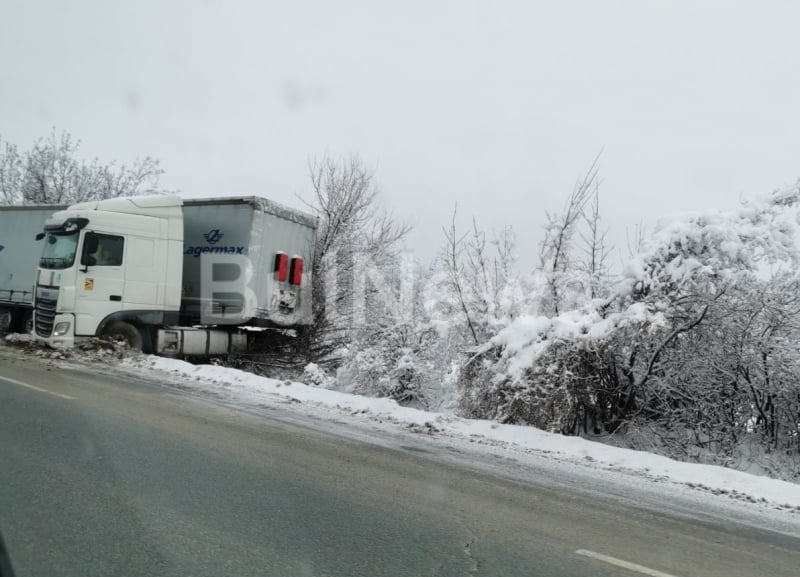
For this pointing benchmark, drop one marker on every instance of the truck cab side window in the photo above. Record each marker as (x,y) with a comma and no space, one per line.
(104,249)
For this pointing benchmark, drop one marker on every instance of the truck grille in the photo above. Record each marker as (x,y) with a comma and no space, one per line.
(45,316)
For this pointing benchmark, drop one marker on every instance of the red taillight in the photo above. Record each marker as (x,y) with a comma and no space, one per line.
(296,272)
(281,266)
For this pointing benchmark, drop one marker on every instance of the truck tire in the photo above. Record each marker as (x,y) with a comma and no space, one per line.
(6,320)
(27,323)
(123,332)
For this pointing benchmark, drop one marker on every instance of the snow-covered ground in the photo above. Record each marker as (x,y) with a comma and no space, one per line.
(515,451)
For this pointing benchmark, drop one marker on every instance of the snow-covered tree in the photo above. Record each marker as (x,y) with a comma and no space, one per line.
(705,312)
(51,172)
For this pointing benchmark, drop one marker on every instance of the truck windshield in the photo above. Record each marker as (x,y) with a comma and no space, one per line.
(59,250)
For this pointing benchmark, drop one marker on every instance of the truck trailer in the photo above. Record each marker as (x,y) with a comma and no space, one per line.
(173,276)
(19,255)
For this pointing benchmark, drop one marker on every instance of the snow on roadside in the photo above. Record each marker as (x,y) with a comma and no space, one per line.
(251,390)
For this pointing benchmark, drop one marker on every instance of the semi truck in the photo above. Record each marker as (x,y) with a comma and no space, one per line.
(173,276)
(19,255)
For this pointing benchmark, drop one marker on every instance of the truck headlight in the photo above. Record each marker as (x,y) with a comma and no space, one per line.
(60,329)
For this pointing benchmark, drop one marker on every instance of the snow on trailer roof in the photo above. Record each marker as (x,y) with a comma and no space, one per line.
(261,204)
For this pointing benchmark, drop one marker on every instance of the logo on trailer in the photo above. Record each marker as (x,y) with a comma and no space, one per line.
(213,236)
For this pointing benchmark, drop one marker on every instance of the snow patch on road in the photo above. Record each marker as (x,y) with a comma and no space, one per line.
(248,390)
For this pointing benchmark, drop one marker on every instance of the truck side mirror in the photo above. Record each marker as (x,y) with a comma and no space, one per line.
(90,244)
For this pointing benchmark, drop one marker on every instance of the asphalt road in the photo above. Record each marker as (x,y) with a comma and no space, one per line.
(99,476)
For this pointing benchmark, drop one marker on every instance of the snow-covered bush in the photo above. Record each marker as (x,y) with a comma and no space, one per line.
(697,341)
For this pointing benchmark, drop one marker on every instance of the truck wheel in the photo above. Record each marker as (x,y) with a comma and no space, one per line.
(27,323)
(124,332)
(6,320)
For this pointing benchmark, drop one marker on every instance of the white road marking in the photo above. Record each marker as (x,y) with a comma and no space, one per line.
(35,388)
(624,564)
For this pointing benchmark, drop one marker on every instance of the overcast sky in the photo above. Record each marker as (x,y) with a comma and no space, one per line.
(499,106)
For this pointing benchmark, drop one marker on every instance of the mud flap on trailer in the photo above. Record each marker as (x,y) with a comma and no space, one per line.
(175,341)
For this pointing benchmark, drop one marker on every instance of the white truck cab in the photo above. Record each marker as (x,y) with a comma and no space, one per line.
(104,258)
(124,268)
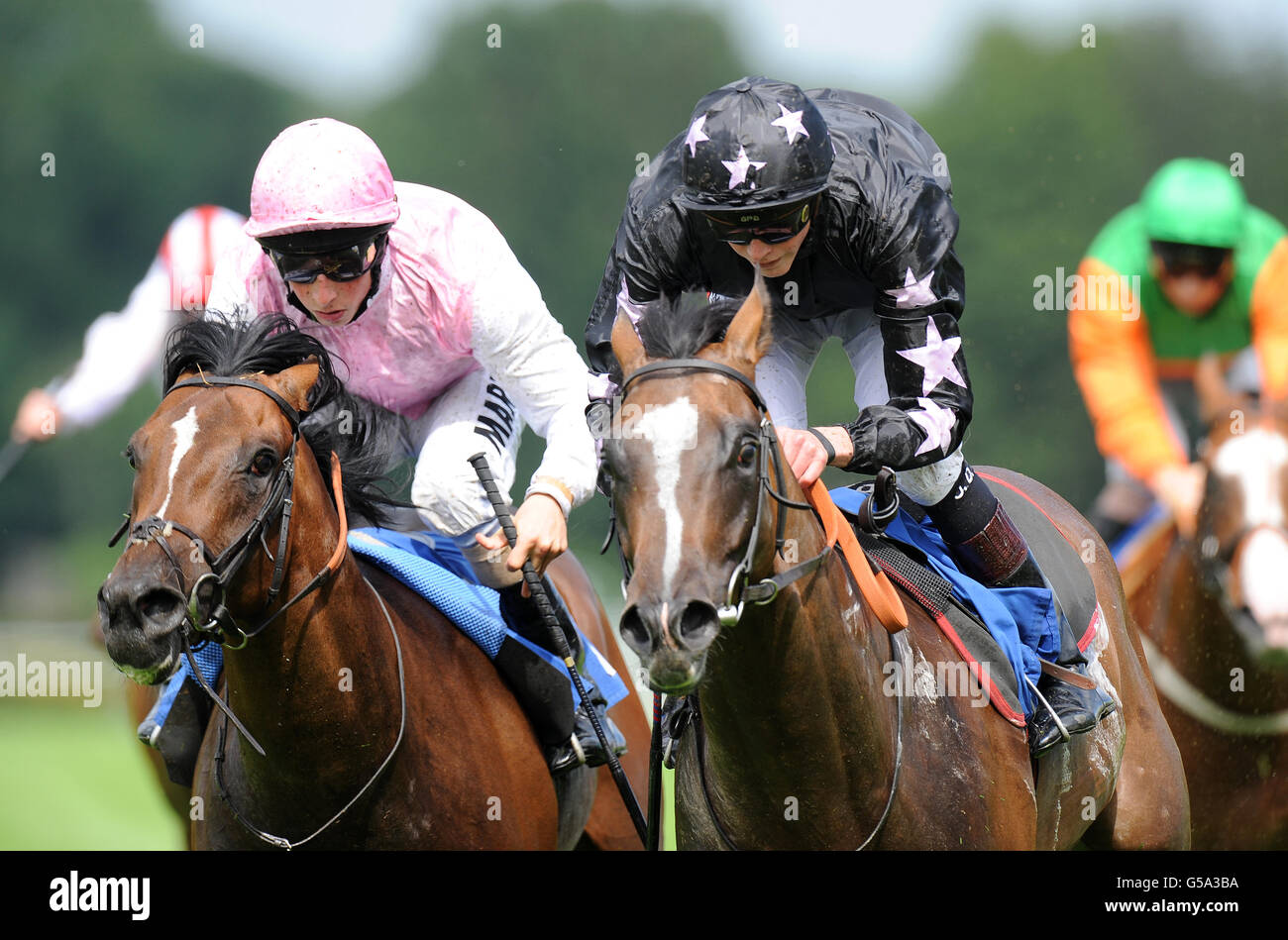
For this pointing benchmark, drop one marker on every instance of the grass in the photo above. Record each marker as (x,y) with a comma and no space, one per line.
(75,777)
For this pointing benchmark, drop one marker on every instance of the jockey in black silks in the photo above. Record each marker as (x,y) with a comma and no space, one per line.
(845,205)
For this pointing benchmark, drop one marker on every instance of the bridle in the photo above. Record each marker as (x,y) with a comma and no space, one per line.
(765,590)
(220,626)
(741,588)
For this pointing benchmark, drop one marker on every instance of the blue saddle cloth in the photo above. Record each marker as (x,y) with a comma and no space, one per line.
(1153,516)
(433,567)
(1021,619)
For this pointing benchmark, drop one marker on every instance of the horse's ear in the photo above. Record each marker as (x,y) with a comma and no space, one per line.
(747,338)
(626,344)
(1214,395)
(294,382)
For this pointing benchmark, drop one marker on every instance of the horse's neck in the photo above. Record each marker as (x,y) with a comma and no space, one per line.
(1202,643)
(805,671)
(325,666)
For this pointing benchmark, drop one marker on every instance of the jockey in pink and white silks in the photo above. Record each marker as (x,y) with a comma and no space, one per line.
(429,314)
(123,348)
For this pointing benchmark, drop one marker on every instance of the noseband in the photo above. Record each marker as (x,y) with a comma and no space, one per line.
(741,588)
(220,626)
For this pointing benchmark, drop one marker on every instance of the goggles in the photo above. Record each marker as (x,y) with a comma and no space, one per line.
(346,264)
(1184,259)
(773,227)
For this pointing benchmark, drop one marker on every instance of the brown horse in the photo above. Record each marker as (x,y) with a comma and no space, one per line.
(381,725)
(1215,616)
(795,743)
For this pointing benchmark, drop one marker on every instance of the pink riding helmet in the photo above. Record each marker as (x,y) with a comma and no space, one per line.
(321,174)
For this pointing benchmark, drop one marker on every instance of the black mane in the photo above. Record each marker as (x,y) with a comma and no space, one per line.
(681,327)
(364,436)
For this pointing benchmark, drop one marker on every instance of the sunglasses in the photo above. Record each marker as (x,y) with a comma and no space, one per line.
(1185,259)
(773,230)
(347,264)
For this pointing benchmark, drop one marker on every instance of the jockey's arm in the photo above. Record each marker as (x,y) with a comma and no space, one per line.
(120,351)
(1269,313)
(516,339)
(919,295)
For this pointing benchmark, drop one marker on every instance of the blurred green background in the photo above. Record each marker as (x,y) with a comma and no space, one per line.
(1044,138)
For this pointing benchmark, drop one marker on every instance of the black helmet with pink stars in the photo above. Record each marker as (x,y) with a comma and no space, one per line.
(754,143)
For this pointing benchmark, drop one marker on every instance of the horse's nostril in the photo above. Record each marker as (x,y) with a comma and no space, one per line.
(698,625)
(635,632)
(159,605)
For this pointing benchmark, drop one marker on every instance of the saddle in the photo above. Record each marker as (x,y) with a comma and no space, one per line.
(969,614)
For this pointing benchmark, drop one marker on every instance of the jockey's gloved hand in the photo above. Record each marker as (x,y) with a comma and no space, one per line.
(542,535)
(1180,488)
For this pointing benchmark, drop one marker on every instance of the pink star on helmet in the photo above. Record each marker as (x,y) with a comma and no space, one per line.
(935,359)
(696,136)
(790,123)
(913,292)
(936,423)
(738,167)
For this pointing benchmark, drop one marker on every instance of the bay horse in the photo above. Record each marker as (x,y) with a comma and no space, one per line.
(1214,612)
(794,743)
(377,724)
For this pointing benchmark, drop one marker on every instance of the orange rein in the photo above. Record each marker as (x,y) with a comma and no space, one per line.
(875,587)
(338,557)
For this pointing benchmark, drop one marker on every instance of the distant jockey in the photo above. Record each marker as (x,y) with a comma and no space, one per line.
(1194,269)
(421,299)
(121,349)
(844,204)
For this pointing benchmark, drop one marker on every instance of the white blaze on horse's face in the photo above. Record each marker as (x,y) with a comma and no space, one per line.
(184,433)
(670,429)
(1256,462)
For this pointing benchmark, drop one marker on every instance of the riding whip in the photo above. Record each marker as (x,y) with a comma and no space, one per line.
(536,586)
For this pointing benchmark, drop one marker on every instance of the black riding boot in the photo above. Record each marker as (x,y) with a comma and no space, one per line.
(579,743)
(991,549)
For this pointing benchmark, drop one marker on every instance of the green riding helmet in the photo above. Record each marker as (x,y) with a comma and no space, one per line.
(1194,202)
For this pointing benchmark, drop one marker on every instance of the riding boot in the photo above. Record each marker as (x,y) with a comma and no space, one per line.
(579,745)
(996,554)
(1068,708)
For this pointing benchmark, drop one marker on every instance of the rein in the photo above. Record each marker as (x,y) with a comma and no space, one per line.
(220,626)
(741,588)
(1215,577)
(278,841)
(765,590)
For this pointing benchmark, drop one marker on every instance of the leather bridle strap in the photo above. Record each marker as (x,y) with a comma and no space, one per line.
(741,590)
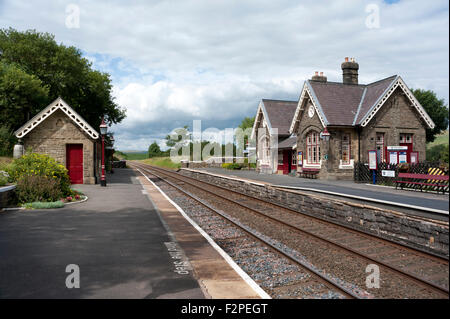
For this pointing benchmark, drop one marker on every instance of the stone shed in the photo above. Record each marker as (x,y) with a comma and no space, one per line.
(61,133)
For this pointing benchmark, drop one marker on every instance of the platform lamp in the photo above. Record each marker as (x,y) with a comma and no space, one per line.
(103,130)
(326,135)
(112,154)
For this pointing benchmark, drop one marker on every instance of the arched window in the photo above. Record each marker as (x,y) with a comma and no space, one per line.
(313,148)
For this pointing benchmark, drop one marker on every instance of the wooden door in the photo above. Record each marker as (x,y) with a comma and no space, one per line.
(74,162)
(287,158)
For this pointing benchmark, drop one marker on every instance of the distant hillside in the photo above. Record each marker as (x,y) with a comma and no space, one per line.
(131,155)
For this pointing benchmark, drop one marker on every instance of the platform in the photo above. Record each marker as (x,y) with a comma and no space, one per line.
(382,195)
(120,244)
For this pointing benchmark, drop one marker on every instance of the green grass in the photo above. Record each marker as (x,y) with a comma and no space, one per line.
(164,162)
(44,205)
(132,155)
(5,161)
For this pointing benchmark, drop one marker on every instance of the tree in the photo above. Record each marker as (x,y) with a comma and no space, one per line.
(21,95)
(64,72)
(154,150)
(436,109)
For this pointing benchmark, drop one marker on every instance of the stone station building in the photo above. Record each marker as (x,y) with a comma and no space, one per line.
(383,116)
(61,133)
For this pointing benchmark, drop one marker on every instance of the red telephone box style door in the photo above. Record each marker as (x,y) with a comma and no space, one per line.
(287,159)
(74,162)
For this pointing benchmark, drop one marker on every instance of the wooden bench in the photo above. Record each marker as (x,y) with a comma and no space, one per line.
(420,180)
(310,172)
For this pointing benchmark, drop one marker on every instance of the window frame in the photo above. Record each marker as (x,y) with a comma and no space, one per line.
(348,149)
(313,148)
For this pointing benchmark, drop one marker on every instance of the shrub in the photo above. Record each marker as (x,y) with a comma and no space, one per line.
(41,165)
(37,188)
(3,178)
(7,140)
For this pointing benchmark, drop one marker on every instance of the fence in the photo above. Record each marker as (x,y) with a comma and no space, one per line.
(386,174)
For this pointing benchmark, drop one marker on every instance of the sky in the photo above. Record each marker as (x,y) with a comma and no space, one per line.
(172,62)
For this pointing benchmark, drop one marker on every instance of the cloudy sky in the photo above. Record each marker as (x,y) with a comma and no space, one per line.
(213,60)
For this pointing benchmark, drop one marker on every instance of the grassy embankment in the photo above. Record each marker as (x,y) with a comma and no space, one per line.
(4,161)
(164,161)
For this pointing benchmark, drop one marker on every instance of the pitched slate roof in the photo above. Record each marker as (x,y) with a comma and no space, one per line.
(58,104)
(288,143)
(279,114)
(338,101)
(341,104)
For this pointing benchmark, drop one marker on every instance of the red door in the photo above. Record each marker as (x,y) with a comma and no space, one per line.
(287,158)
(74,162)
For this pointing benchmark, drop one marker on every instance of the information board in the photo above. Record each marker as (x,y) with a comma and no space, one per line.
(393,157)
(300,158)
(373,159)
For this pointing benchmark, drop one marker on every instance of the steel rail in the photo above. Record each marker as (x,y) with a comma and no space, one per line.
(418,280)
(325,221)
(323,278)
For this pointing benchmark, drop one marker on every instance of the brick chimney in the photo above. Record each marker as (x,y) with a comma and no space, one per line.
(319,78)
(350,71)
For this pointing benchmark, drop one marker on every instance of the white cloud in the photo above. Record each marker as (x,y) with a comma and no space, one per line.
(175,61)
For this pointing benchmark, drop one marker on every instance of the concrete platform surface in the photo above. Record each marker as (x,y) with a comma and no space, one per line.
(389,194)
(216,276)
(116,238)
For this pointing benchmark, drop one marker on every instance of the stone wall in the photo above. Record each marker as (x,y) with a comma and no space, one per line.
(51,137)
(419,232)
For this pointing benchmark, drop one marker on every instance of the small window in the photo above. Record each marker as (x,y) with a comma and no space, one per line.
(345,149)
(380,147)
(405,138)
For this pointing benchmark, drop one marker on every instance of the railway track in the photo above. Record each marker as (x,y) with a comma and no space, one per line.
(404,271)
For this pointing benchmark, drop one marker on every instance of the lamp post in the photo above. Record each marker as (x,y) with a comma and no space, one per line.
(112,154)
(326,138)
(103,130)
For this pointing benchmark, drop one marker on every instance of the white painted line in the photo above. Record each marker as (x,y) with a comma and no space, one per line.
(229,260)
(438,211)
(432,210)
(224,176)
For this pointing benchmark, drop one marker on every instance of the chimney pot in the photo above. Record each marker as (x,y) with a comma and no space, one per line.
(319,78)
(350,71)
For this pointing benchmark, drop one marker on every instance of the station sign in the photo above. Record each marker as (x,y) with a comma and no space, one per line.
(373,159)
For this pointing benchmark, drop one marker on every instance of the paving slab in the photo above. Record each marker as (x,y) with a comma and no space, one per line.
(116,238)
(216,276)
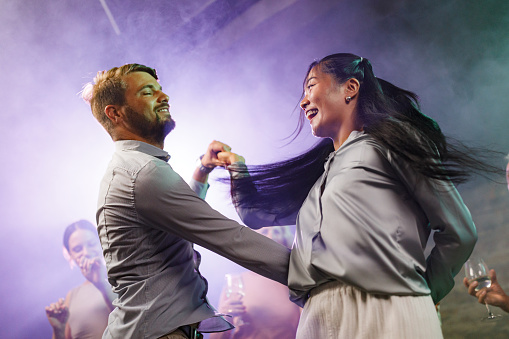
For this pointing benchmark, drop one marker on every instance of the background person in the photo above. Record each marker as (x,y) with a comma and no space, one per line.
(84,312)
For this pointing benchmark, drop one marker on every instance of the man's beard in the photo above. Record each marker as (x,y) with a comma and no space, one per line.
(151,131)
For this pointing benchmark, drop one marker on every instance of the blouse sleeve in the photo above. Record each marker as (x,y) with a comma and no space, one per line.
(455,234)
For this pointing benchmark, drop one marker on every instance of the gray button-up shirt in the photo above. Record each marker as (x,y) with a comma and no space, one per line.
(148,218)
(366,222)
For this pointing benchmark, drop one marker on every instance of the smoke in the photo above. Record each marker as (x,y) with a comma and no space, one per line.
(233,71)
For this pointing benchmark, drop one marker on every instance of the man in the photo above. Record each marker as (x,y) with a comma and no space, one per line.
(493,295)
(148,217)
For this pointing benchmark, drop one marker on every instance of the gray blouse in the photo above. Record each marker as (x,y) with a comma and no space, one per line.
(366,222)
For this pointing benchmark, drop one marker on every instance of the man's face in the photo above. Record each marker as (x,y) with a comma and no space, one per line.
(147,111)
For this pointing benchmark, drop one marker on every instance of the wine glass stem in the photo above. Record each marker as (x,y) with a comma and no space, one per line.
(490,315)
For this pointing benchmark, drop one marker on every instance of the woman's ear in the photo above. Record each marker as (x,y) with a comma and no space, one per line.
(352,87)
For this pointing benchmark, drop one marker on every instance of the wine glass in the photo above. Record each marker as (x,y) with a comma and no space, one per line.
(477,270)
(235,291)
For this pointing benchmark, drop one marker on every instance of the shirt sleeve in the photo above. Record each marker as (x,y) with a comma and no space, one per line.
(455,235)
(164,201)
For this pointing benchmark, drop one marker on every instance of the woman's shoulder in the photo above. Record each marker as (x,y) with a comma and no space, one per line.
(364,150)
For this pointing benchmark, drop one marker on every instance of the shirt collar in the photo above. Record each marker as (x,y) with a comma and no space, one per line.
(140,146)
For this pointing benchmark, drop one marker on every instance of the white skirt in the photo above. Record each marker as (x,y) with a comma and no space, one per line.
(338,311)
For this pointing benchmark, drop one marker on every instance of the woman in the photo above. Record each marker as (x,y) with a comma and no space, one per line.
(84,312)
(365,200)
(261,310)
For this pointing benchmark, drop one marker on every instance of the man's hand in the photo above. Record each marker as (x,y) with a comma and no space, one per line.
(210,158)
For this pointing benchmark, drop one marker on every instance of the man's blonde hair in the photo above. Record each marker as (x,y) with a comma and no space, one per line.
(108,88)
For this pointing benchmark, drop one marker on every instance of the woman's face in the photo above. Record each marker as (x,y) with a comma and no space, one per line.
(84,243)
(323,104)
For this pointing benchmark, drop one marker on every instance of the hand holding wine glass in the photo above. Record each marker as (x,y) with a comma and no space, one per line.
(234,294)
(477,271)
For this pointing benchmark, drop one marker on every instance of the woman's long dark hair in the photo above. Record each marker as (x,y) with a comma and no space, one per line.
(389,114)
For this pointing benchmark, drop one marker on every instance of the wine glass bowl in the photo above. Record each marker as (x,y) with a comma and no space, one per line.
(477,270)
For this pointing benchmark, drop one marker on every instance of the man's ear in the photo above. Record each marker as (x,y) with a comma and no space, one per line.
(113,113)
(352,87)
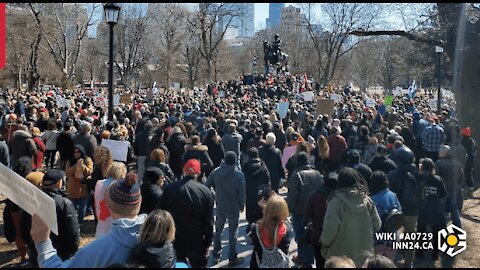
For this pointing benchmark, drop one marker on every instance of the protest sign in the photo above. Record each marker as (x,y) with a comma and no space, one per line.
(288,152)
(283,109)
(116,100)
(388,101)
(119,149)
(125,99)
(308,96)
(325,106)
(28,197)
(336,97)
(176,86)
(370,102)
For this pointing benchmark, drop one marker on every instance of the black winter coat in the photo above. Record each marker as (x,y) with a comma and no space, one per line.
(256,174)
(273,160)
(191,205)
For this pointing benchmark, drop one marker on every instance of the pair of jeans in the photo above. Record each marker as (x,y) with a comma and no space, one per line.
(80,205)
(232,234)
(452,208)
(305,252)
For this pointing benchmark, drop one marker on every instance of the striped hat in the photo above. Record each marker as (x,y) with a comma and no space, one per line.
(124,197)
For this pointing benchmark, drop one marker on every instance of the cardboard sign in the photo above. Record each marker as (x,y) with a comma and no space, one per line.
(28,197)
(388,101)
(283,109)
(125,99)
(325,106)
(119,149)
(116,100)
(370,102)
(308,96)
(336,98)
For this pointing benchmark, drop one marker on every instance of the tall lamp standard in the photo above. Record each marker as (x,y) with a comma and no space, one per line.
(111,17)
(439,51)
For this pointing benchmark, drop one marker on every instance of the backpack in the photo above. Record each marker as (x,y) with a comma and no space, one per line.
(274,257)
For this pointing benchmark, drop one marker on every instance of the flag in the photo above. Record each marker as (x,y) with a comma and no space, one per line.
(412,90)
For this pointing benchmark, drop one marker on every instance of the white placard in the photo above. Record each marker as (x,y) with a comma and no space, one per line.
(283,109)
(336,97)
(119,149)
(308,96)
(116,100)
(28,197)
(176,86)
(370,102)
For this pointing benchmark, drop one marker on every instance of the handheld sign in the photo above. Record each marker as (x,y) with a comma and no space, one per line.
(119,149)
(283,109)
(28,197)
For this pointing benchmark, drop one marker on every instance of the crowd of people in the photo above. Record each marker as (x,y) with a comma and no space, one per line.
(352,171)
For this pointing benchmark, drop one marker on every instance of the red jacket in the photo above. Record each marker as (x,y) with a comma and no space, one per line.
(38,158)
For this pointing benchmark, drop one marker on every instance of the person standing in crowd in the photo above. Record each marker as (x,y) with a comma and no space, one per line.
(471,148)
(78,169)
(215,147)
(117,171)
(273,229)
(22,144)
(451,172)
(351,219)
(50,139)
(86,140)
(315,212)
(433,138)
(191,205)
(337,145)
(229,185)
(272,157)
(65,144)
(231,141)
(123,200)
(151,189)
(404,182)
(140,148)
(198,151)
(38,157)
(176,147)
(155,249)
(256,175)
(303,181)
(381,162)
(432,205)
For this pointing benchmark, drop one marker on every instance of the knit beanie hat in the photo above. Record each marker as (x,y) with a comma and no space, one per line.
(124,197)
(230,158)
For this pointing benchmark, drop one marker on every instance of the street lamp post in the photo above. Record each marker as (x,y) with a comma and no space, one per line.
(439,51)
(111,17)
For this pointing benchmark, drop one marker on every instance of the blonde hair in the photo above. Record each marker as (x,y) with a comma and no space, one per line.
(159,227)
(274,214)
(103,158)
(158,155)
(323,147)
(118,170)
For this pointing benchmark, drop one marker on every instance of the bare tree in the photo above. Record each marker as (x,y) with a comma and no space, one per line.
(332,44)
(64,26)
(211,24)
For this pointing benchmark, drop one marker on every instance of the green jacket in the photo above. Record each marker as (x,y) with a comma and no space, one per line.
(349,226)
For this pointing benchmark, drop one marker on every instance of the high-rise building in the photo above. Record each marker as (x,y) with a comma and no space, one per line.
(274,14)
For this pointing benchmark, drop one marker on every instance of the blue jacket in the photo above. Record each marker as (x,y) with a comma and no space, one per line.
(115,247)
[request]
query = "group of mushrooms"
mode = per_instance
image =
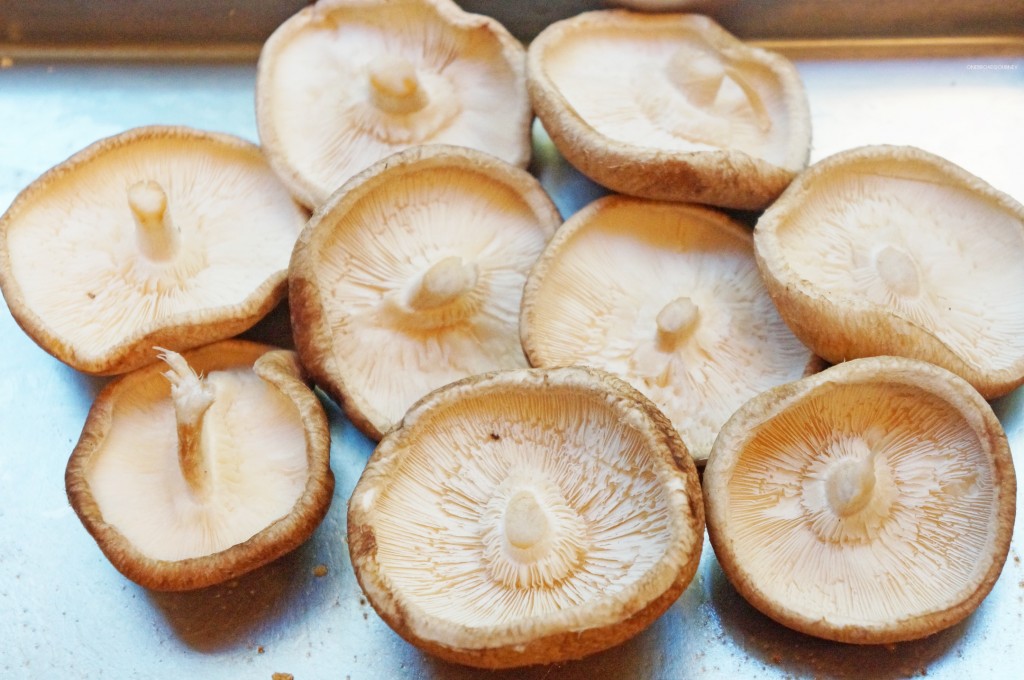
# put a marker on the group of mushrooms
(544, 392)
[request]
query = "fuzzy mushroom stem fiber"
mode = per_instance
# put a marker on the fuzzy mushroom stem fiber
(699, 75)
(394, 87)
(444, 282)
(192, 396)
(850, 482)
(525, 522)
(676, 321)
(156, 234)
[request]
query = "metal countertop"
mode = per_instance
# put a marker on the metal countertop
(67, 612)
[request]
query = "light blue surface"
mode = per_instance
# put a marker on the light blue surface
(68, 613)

- **Instruction**:
Reproduce the lines above without changes, from the line with "the green jacket" through the last line, and leave the pictures out.

- **Complete response**:
For this pointing benchmark, drop one marker on every instance of the green jacket in the photo above. Record each marker as (x,y) with a comma and no space, one per line.
(349,226)
For this pointing benchmark, drop one marker on every instance of the high-rise building in the photo above. Record each marker as (x,y) with a comma and no space, one per line.
(274,14)
For this pointing benchmark, drop one marker on every instance of the blue jacket in the photo above. Record each marker as (x,y) with a comma and no space, one per line.
(115,247)
[request]
query = "group of mushrooms"
mode = per_instance
image =
# put a marker on the group of mushrooms
(544, 392)
[request]
query = "fuzzy mushroom stem fiber"
mode = per_instance
# put a marker on the fuzzy mushroom stem fiber
(699, 75)
(394, 87)
(444, 282)
(192, 396)
(850, 482)
(525, 522)
(676, 321)
(156, 234)
[request]
query = "metal countertop"
mode = per_instance
# put a marker on the metal countertop
(67, 612)
[request]
query = "light blue surface"
mode = per_instance
# put a marker on the light blue surface
(68, 613)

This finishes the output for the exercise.